[Source data]
-----

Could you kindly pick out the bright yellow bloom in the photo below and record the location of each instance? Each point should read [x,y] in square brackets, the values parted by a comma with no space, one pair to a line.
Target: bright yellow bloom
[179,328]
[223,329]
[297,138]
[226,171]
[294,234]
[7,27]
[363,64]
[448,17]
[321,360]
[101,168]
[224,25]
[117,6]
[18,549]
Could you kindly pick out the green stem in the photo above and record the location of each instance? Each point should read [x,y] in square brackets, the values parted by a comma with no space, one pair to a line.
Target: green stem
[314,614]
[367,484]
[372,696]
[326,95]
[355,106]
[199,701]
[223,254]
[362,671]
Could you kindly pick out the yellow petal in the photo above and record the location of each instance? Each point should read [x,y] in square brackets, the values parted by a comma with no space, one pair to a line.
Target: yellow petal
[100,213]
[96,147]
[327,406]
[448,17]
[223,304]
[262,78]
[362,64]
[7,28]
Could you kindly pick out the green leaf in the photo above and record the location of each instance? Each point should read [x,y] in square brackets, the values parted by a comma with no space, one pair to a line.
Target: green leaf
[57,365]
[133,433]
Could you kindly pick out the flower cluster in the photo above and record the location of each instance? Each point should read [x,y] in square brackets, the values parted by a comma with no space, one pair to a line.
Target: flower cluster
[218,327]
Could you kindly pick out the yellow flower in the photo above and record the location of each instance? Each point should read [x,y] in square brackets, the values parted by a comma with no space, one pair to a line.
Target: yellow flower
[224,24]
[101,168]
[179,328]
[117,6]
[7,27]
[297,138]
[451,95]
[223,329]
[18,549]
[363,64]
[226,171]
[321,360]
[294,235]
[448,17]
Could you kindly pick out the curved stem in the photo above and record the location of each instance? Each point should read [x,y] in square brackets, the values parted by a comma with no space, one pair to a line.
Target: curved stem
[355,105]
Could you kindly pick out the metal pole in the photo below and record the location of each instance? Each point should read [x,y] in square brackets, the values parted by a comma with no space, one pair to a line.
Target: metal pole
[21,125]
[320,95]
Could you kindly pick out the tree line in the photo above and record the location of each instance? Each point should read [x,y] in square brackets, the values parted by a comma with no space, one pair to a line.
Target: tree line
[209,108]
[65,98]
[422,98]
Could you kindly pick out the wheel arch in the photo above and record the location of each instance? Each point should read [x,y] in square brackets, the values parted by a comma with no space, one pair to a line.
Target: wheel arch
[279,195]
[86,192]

-----

Direction>
Please write out the material again from the line containing "Could you kindly pick out the wheel" through the end, inclusive, substituting "front fender" for "wheel arch" and leaving all else unchanged.

Response to this task>
Could you kindly pick out the front fender in the photo above and record the location of each instance? Each point should read [x,y] in square brackets, the values parted by a comma with no space, one pair to a line.
Target: front fender
[279,195]
[86,192]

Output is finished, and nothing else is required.